Ohne Boot wären wir gezwungen gewesen durch den Lakandonischen Urwald zu marschieren, da zu keiner der Gemeinden eine befahrbare Straße führt. Da es mitten in der Regenzeit war, waren die Pfade extrem verschlammt. Aufgrund des Schlammes, der Hitze und anderer schwieriger Bedingungen, waren wir zu Fuß nicht in der Lage auch nur Ojo de Agua zu erreichen, die Gemeinde, die der Grenzstraße zu Guatemala am nächsten gelegen ist. Dies war äußerst bedauerlich, da die Bewohner von Ojo de Aguas darauf gebaut hatten, uns ihre unmittelbaren Lebensbedingungen vor Ort vor Augen zu führen, einschließlich der Anwesenheit von Polizeikräften und Comuneros in ihren Heimen. Nichtsdestotrotz vereinbarten wir mit Repräsentanten der Gemeinden, am nächsten Tag auf einer Urwaldlichtung, auf halbem Weg, zwischen der Straße und ihren Gemeinden, ein Treffen mit ihren Mitgliedern abzuhalten.

════════

## AUFGABENSTELLUNG
Schreiben Sie aus dem Text über den Lakandonischen Urwald den Abschnitt wörtlich ab, der mit „Ohne Boot wären“ beginnt und mit „ihren Mitgliedern abzuhalten.“ endet.

## FOLGENDE DATEN
════════

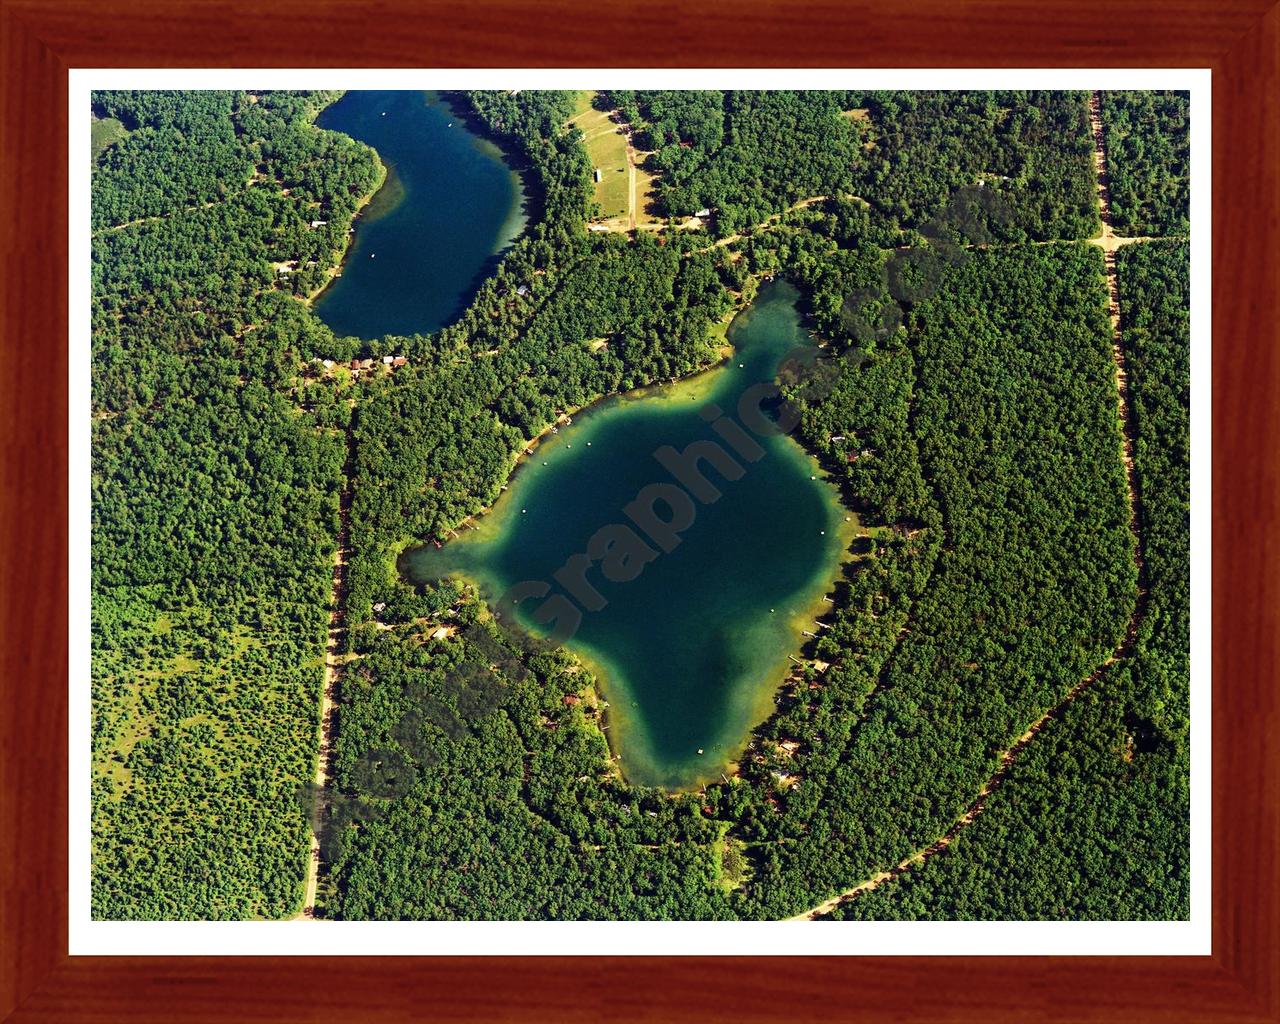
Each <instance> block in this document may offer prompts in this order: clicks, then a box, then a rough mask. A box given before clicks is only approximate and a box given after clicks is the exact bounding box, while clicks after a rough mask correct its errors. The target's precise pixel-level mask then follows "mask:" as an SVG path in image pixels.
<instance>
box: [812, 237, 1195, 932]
mask: <svg viewBox="0 0 1280 1024" xmlns="http://www.w3.org/2000/svg"><path fill="white" fill-rule="evenodd" d="M1119 279H1120V310H1121V317H1123V323H1121V326H1123V332H1124V335H1123V337H1124V344H1125V348H1126V353H1128V361H1129V367H1130V372H1132V376H1130V393H1132V401H1133V415H1134V417H1135V420H1137V424H1138V431H1139V442H1138V445H1137V468H1138V481H1139V489H1140V494H1142V532H1143V540H1144V548H1146V552H1144V554H1146V572H1147V577H1148V580H1147V582H1148V588H1149V595H1148V600H1147V608H1146V613H1144V616H1143V620H1142V625H1140V627H1139V631H1138V639H1137V646H1135V649H1134V652H1133V654H1132V657H1129V658H1126V659H1125V660H1123V662H1120V663H1117V664H1115V666H1112V667H1110V668H1108V669H1107V671H1106V673H1105V675H1103V676H1102V678H1101V680H1100V682H1098V684H1097V685H1096V686H1094V687H1093V689H1092V690H1091V691H1088V692H1087V694H1085V695H1084V696H1083V698H1082V699H1080V700H1078V701H1075V703H1074V704H1071V707H1070V708H1069V709H1068V712H1066V714H1065V716H1064V717H1062V718H1061V719H1060V721H1055V722H1052V723H1051V724H1050V726H1048V727H1047V728H1046V730H1044V731H1043V732H1042V733H1041V735H1039V736H1037V739H1036V742H1034V744H1033V745H1032V746H1029V748H1028V750H1027V753H1025V754H1024V755H1023V758H1021V759H1020V760H1019V762H1018V764H1016V767H1015V768H1014V771H1012V772H1011V774H1010V776H1009V777H1007V780H1006V781H1005V783H1004V786H1002V787H1001V788H1000V790H997V791H996V794H995V795H993V796H992V797H991V800H989V801H988V805H987V809H986V810H984V813H983V814H982V815H980V817H979V818H978V819H977V822H975V823H974V824H973V826H972V827H970V828H969V829H966V831H965V832H963V833H960V836H959V838H957V840H956V841H955V842H954V844H952V845H951V846H950V847H947V850H946V851H945V852H942V854H940V855H937V856H934V858H931V859H929V860H928V861H927V863H925V864H924V865H922V867H919V868H915V869H914V870H910V872H908V873H906V874H902V876H900V877H899V878H897V879H895V881H893V882H890V883H887V884H884V886H881V887H879V888H877V890H876V891H874V892H872V893H869V895H867V896H861V897H859V899H858V900H855V901H854V902H851V904H847V905H845V906H842V908H840V909H838V910H837V911H836V914H835V915H833V916H838V918H844V919H861V920H870V919H884V918H897V919H901V918H913V919H918V918H928V919H936V920H947V919H974V918H992V919H1001V918H1005V919H1009V918H1018V919H1023V918H1041V919H1044V918H1050V919H1052V918H1060V919H1068V920H1079V919H1087V918H1088V919H1102V920H1121V919H1125V920H1132V919H1161V920H1167V919H1185V918H1187V916H1188V914H1189V913H1190V902H1189V901H1190V896H1189V887H1188V878H1189V864H1188V856H1189V842H1190V837H1189V778H1190V767H1189V740H1188V730H1189V722H1188V716H1189V700H1190V695H1189V686H1190V666H1189V649H1190V573H1189V552H1190V525H1189V509H1190V474H1189V466H1190V334H1189V308H1190V302H1189V300H1190V296H1189V251H1188V247H1187V244H1184V243H1181V244H1179V243H1166V242H1152V243H1146V244H1138V246H1126V247H1125V248H1123V250H1120V253H1119Z"/></svg>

════════

## SCHRIFTLICHE ANTWORT
Ohne Boot wären wir gezwungen gewesen durch den Lakandonischen Urwald zu marschieren, da zu keiner der Gemeinden eine befahrbare Straße führt. Da es mitten in der Regenzeit war, waren die Pfade extrem verschlammt. Aufgrund des Schlammes, der Hitze und anderer schwieriger Bedingungen, waren wir zu Fuß nicht in der Lage auch nur Ojo de Agua zu erreichen, die Gemeinde, die der Grenzstraße zu Guatemala am nächsten gelegen ist. Dies war äußerst bedauerlich, da die Bewohner von Ojo de Aguas darauf gebaut hatten, uns ihre unmittelbaren Lebensbedingungen vor Ort vor Augen zu führen, einschließlich der Anwesenheit von Polizeikräften und Comuneros in ihren Heimen. Nichtsdestotrotz vereinbarten wir mit Repräsentanten der Gemeinden, am nächsten Tag auf einer Urwaldlichtung, auf halbem Weg, zwischen der Straße und ihren Gemeinden, ein Treffen mit ihren Mitgliedern abzuhalten.